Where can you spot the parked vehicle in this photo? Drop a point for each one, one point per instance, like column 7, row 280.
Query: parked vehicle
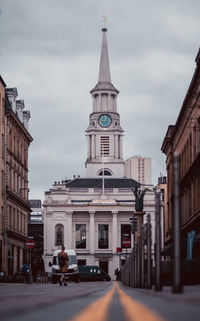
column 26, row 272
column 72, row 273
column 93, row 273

******************************

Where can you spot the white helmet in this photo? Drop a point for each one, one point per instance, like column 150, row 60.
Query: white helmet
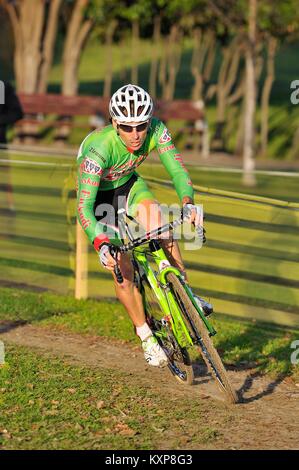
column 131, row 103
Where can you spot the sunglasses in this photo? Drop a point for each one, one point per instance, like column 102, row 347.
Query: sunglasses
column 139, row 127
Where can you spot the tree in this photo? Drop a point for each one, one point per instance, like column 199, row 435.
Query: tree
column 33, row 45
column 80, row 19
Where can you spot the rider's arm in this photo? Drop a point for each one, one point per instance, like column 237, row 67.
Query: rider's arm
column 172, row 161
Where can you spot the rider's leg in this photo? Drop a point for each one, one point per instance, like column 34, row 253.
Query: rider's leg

******************************

● **TASK GOAL**:
Repeat the lines above word for word, from the line with "Where can you spot the tree" up to and including the line with "Query: rider's leg".

● **THE OUTPUT**:
Where can you spot the tree in this photo? Drop a point for each one, one point per instance, like column 199, row 435.
Query: tree
column 33, row 45
column 80, row 19
Where can you spot the rider's arm in this photo? Drop a point for each one, one point per instance, like column 237, row 67.
Query: rider's arm
column 172, row 161
Where can you spot the rider's leg in this photo? Drop a point for each one, one point per instance, like column 34, row 253.
Query: rider's leg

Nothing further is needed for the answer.